TASK SET:
A: According to the article on rising prices in South Africa, by how much will electricity tariffs go up?
B: Carry the article on rising prices in South Africa forward from its final sentence.

─── PASSAGE

Food, electricity and petrol prices are all going up – as South Africans keep getting poorer

The Pietermaritzburg Economic Justice and Dignity research group (PMBEJD) has criticised government and National Treasury for underspending on South Africa’s poorest and most vulnerable communities, at a time when money has never been tighter, and food, electricity and travel costs are rising.

In a review of the 2021 budget, the PMBEJD noted that its latest research shows the average cost of a household food basket is still above R4,000 a month. While this basket is more affordable than in January, it is significantly more expensive than six months ago.

While food prices have climbed over lockdown, government’s response, through the budget, has been to effectively cut – in real terms – grant payments, and ignore the calls for a higher national minimum wage.

The group said that the basket of core foods has increased above inflation (+5.6%), and further price hikes are coming from all sides:

  • Fuel levies are increasing by 27 cents per litre, which will have a knock-on effect on prices of all goods and services;
  • Electricity tariffs will be going up by 15.6%, with more hikes coming;
  • Taxi fares are expected to increase between 7% and 25%;
  • Food prices are expected to increase by as much as 10%, given all the factors in play.

Despite this, government has seemingly gone out of its way to do nothing to help the most vulnerable deal with what lies ahead.

──────
─── LISTED ENTRIES

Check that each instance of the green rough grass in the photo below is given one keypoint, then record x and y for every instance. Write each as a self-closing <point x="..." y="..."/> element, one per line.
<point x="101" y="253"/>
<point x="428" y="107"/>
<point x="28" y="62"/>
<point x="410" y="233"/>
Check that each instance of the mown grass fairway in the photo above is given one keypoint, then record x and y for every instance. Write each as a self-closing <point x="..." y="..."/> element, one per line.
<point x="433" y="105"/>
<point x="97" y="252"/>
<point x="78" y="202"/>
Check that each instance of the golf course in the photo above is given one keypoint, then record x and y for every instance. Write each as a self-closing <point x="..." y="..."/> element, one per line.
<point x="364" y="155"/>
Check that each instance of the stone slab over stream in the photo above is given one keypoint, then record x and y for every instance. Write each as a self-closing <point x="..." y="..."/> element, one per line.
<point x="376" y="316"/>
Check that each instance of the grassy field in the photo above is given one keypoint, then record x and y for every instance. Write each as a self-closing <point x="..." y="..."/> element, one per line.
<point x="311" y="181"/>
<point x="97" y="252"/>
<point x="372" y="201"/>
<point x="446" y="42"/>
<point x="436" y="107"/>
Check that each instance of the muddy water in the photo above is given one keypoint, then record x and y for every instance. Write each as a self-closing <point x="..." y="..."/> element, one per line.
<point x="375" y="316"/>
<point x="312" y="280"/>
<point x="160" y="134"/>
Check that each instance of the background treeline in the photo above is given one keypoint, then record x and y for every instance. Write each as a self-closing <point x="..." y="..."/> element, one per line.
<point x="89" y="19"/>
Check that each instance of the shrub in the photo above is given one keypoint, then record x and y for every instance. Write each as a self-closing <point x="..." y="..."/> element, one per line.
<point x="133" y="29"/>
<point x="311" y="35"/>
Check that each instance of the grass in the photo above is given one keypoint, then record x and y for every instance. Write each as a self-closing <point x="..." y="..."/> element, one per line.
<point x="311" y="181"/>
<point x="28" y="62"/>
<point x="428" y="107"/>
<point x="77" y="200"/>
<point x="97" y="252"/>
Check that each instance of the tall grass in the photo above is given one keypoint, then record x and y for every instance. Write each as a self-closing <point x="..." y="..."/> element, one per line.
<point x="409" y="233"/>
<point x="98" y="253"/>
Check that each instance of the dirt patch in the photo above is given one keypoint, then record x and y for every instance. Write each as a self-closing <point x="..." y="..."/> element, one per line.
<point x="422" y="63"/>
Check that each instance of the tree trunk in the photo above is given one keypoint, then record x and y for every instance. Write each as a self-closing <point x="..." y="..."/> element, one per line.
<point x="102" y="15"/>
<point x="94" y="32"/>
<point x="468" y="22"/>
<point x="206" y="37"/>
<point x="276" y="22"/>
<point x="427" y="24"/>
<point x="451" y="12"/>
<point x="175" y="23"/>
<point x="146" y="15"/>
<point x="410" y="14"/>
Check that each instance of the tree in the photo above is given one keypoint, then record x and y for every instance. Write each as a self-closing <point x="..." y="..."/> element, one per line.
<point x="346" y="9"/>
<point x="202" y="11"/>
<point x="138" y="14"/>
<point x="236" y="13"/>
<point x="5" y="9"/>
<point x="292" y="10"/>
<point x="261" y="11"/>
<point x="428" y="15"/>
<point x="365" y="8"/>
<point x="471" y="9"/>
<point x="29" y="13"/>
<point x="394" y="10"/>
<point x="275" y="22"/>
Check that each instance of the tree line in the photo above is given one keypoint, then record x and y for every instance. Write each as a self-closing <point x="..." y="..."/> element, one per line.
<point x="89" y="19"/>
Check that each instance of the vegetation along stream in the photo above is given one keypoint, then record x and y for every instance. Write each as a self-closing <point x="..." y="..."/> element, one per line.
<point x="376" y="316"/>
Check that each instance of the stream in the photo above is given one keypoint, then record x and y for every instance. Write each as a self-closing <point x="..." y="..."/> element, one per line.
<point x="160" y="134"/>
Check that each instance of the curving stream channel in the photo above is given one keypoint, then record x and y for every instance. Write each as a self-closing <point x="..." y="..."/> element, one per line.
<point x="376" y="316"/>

──────

EXERCISE ANSWERS:
A: Electricity tariffs will go up by 15.6%, with more hikes coming.

B:
Minimum wage

The minister of Employment and Labour recently announced a 4.5% increase on the NMW hourly rate.

While this is slightly above inflation, the PMBEJG argues that the baseline wage was already set extremely low, and is considered a “poverty wage”.

The 4.5% increment works out to be 93 cents an hour, R7.44 for an eight hour day, and if the full working-day month is worked, a R148.80 monthly increase.

“The annual increment and the baseline NMW are not enough for workers and their families for the 2021 term. CPI tracks backwards – it tells us what inflation was in the past; instead of adjusting wages forward, to projections of what inflation for low paid workers is likely to be in the coming 2021 term.

“The additional 93 cents per hour is likely to be gobbled up by the across the board increases in the cost of essential goods and services this year. Millions of South African workers will likely be poorer this year than they were last year,” the PMBEJD said.

Grants

The PMBEJD said that this habit of short-changing the poor was also cemented in the 2021 budget, noting the paltry 1.6% and 2.2% increases to the old age and child support grants, respectively.

“Families will, once again, not be able to afford the increases in expenses this year – but this time it is even worse because government could not even be bothered to set the grant increases in line with inflation.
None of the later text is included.